OBJECTIVE — Find the line that contains "Target: skull x-ray" in the entries below. Output it and each later line exactly, and nothing else.

RECORDED DATA —
* * * * *

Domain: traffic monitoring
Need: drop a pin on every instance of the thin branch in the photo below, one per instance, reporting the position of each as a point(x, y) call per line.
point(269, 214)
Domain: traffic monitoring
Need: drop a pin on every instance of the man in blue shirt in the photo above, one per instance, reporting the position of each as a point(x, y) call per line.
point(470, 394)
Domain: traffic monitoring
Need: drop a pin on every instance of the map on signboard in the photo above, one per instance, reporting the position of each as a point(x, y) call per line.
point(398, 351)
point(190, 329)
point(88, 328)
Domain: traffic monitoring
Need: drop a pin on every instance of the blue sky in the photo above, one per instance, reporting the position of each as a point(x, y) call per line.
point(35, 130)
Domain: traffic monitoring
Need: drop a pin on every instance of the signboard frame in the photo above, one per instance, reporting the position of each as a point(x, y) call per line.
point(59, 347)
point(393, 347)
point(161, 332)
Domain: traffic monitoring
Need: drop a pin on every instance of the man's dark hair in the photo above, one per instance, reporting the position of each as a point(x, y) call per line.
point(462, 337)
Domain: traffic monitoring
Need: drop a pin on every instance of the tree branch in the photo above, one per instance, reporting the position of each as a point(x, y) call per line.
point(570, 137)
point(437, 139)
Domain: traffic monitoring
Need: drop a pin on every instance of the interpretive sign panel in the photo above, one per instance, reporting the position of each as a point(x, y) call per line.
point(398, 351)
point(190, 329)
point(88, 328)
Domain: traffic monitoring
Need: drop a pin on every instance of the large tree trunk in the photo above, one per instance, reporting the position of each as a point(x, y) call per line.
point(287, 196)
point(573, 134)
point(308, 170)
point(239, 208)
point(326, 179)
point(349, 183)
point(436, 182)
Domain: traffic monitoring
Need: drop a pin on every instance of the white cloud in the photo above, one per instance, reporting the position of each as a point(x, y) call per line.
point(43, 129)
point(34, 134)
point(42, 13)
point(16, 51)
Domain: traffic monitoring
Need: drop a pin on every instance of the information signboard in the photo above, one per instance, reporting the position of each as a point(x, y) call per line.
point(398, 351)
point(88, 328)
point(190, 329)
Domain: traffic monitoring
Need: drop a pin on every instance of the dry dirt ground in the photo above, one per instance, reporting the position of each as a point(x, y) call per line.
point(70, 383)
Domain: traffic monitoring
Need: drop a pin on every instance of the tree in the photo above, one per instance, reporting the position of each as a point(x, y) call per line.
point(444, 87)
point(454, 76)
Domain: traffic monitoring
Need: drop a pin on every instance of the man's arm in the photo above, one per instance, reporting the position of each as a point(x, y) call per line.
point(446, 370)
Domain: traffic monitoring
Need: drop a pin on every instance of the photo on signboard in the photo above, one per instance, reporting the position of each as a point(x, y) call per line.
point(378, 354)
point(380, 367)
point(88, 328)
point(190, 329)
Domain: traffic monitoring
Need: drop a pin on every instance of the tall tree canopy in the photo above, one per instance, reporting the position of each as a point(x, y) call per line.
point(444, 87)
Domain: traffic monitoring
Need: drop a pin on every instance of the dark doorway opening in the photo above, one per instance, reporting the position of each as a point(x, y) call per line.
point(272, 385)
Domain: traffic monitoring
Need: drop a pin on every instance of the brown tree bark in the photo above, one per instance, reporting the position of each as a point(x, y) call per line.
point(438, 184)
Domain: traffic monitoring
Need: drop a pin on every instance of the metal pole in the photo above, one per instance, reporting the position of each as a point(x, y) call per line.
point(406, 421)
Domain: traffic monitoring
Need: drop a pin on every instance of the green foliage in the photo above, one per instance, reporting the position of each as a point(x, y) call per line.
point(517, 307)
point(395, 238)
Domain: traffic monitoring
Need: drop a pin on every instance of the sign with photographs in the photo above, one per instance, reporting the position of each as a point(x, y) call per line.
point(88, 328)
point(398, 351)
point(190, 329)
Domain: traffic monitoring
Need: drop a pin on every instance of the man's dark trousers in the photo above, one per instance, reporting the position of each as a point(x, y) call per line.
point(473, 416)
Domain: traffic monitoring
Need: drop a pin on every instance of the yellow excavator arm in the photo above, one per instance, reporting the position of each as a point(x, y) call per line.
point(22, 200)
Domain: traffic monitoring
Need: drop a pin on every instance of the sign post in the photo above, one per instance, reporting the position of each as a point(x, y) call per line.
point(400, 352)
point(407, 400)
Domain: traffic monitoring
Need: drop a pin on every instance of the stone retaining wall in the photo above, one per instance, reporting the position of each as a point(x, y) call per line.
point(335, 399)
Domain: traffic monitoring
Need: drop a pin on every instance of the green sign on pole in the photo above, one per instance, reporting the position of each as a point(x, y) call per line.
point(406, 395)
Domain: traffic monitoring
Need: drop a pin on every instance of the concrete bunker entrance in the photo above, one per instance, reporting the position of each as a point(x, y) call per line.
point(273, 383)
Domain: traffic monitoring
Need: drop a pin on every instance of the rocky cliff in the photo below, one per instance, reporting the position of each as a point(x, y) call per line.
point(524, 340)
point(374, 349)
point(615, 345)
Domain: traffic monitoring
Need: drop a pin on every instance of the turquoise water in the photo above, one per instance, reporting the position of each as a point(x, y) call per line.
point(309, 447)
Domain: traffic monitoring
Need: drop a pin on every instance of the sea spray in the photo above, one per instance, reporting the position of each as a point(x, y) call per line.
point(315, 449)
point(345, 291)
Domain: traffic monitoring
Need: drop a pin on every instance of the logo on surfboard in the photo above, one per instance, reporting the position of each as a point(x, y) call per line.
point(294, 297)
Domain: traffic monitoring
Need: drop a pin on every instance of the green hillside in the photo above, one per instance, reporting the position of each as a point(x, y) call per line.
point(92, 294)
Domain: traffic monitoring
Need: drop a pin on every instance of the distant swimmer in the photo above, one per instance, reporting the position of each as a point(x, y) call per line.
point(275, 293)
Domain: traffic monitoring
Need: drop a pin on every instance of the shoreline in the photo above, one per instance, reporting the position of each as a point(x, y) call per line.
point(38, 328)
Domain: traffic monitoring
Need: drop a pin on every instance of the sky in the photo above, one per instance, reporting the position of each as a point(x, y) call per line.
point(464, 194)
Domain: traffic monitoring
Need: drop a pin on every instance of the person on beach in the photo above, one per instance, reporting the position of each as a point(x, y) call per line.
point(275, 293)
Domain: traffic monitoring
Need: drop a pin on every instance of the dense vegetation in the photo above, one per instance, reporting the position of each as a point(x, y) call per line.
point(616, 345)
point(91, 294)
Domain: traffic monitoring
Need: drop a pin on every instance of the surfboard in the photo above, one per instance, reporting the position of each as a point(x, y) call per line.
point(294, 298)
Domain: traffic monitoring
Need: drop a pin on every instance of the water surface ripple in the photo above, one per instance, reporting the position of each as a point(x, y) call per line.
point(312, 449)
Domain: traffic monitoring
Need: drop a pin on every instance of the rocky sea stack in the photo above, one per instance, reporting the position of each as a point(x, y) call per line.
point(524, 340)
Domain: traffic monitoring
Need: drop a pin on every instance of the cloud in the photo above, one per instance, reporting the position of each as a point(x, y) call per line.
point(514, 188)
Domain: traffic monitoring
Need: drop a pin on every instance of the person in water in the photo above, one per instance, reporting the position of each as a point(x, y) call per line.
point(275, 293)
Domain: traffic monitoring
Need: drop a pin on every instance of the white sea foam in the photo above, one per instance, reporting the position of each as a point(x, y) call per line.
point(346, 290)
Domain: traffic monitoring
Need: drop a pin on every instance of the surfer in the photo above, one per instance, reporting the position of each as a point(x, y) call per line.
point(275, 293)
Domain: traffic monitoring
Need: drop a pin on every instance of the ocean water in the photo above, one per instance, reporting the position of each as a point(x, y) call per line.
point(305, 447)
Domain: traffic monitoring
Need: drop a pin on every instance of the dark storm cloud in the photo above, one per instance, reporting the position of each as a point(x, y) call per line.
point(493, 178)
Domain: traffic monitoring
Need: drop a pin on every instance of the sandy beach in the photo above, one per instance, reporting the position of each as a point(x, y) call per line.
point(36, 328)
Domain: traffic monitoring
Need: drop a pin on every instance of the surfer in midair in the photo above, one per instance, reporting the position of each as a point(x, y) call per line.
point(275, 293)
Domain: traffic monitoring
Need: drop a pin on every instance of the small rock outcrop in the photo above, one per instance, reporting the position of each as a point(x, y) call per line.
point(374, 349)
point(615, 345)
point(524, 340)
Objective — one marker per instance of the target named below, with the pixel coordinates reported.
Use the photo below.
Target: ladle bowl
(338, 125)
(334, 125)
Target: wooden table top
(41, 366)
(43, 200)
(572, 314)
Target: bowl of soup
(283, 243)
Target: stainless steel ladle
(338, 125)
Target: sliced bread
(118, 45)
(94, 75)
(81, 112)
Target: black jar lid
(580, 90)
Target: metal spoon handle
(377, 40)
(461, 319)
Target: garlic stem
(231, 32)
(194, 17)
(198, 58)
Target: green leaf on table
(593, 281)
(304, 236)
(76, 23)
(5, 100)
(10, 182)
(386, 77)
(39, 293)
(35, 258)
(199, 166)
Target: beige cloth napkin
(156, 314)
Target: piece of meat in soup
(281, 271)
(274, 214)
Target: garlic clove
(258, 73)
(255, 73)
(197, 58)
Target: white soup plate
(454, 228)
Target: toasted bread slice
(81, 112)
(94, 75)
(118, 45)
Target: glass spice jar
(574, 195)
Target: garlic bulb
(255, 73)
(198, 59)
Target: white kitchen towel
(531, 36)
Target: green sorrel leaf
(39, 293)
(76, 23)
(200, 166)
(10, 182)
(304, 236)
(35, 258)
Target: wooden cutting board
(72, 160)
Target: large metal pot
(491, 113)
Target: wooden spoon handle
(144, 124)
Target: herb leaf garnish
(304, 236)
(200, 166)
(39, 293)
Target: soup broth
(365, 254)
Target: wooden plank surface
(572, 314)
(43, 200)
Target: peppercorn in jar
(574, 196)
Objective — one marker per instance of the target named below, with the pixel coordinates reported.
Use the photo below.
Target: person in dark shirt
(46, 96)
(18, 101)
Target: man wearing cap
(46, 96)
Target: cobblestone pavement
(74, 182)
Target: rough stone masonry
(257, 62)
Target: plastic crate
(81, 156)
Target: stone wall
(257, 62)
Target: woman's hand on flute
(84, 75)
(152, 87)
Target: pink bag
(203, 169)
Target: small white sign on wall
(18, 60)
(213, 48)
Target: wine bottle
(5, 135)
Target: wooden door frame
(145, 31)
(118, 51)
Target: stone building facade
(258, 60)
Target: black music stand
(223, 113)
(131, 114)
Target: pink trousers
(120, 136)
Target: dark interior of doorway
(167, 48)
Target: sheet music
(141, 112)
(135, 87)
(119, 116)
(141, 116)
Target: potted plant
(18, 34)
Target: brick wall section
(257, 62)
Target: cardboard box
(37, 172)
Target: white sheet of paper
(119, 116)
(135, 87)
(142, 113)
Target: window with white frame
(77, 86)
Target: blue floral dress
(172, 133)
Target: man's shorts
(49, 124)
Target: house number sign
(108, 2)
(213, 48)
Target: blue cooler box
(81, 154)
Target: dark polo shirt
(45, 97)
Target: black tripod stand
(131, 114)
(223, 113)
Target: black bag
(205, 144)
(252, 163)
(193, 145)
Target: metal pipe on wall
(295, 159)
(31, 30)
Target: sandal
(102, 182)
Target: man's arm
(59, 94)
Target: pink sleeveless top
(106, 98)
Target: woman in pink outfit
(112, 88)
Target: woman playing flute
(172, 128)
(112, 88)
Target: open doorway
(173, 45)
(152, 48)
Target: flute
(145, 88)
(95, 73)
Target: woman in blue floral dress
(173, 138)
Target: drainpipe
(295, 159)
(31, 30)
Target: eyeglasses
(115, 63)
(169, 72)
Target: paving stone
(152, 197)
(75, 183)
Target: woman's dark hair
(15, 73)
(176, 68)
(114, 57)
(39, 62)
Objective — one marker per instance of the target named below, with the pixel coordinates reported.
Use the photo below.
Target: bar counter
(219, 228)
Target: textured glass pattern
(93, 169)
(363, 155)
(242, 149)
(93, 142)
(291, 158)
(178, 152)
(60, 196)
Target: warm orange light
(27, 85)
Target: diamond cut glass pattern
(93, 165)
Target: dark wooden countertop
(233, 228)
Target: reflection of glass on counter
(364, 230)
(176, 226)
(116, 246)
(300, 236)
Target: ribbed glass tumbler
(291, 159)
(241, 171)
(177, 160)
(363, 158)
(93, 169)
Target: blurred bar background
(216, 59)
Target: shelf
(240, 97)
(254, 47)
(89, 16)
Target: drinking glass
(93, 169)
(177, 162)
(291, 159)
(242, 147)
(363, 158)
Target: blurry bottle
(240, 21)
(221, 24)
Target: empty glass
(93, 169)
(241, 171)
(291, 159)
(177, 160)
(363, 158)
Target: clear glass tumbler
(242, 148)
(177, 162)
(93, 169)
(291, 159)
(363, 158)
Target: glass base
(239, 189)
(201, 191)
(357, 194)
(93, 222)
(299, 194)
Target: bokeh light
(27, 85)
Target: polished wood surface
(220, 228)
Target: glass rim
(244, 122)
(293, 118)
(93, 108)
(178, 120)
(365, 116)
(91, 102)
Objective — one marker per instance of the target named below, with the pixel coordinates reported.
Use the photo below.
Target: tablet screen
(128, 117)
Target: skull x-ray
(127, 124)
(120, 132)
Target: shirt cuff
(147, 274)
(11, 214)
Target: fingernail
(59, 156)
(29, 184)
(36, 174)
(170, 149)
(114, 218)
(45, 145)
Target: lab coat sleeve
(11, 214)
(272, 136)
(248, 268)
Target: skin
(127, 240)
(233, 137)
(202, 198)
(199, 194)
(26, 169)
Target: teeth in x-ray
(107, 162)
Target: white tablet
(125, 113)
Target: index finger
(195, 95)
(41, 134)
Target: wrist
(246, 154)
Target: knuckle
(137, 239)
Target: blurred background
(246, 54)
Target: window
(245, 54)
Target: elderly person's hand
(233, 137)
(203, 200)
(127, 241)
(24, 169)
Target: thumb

* * * * *

TASK OUTPUT —
Target: skull x-ray
(127, 124)
(120, 132)
Target: shirt cuff
(147, 274)
(11, 214)
Target: fingernail
(59, 156)
(29, 184)
(36, 174)
(170, 149)
(114, 218)
(45, 145)
Target: lab coat sleeve
(11, 214)
(272, 136)
(248, 268)
Target: skin
(127, 240)
(233, 137)
(202, 198)
(199, 194)
(26, 169)
Target: teeth in x-ray
(107, 162)
Target: white tablet
(125, 113)
Target: index finger
(195, 95)
(41, 134)
Target: wrist
(246, 154)
Target: knuckle
(137, 239)
Target: blurred background
(246, 54)
Target: window
(245, 54)
Target: elderly person's hand
(233, 137)
(203, 200)
(127, 241)
(24, 169)
Target: thumb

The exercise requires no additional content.